== INPUT MATERIAL
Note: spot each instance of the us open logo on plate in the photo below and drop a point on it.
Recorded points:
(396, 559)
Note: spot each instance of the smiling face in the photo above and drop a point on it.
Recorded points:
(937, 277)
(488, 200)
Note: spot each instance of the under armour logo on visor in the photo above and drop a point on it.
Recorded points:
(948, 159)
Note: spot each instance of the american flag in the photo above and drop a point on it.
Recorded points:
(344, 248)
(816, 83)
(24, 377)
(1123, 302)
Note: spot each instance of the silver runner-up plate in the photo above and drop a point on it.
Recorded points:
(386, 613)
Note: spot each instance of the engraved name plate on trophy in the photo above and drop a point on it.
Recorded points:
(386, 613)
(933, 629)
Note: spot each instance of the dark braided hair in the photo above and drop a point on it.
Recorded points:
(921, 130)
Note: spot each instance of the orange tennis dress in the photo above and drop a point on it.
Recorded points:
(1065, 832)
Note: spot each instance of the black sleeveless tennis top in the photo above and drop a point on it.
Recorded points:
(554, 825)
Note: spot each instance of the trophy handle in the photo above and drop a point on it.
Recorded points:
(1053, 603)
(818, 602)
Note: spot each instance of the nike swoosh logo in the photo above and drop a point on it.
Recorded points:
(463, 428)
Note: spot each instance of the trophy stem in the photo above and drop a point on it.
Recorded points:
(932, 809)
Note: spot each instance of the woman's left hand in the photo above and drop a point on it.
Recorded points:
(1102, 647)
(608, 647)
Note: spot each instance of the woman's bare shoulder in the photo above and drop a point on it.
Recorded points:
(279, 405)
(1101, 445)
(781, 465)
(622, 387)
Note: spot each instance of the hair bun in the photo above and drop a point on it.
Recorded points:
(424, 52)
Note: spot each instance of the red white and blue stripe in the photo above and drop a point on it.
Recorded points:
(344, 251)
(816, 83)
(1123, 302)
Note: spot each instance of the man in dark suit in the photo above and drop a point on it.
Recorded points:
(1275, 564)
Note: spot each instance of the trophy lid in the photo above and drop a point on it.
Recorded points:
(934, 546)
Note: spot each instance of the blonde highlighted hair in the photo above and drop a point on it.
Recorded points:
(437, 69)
====
_THE TASK_
The records above are to be copied in full, exactly as written.

_RESPONSE_
Note: spot each instance of the us open logo on plate in the photo below and drop a point on it.
Recorded points:
(396, 559)
Note: spot each instance of the smiling face in the photo above and drop a point on it.
Recorded points:
(937, 277)
(488, 200)
Note: spot each instance of the under armour logo on visor in the photo above and drop a point on it.
Recorded points:
(948, 159)
Note: spot each instance of the american flag in the photo above and drop a point on it.
Recorded points:
(344, 248)
(816, 83)
(24, 377)
(1123, 302)
Note: spot each instance of the silver runner-up plate in the photo above and drop a point on it.
Recorded points:
(386, 613)
Note: spot each instance of the engraved name plate on trophy in the photo above and drop a point on it.
Recorded points:
(386, 613)
(933, 629)
Note: spot each instance of the dark braided hair in the photo above and drop a point on it.
Recorded points:
(921, 130)
Note: spot each instance of the orange tennis dress in the photo above and drop a point on it.
Recorded points:
(1065, 832)
Note: spot each instance of the black sleeveless tennis top in the photo above and drop a point on it.
Recorded points:
(554, 825)
Note: spot each instance of the trophy handle in the photo above and drop a point on it.
Recorded points:
(1053, 603)
(818, 602)
Note: spot each instance of the nike swoosh logo in the photo above and drop a point on it.
Recorded points:
(463, 428)
Note: spot each instance of the trophy stem in the photo above and drop a point on it.
Recorded points:
(932, 809)
Note: spot each instance of the woman's left hand in the photo above and drop a point on it.
Recorded points:
(1102, 647)
(608, 647)
Note: spot each instance of the woman's bare shoulder in the photo above and drop a point on it.
Recorded points:
(279, 405)
(1101, 445)
(781, 465)
(622, 387)
Note: spot each instance of the hair bun in the photo above and drop a point on it.
Recorded points:
(424, 52)
Note: spot each instance of the red white and blue stripe in the photo above and drop a point on it.
Recorded points:
(344, 251)
(816, 83)
(1123, 302)
Note: spot each instance of the man in dark suit in the photo above and drop a point on it.
Recorded points:
(1275, 564)
Note: spot each instance of the trophy lid in the photo above and drop a point on it.
Recorded points:
(934, 546)
Note: spot each instance of the blonde highlighted hair in the photo above and drop a point on it.
Recorded points:
(437, 69)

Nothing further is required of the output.